▸ **Your task**:
Leave out the lines before the one with "the white soccer"; output that line and all remaining lines of the records exactly.

▸ **Dataset entries**:
== == ==

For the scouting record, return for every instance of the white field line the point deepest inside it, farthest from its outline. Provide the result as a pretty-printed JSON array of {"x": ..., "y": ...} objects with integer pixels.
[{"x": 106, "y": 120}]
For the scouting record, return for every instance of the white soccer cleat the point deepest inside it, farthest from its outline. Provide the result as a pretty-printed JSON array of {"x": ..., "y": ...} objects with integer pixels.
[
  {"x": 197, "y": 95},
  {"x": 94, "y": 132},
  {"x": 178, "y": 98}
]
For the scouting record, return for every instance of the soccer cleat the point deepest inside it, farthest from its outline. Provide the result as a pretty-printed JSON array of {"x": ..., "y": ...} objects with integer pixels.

== == ==

▸ **Task output**:
For the scouting record, return for every instance of the white soccer cleat the point deepest inside it, farthest from its outline. Provide the result as a pretty-printed JSON array of {"x": ..., "y": ...} objects with integer pixels.
[
  {"x": 197, "y": 95},
  {"x": 94, "y": 132},
  {"x": 178, "y": 98}
]
For the scouting record, return for every instance of the soccer cleat the point deepest inside it, farthest from its outline. Provide the result as a pretty-printed JSON array of {"x": ..., "y": ...} objects with integer pixels.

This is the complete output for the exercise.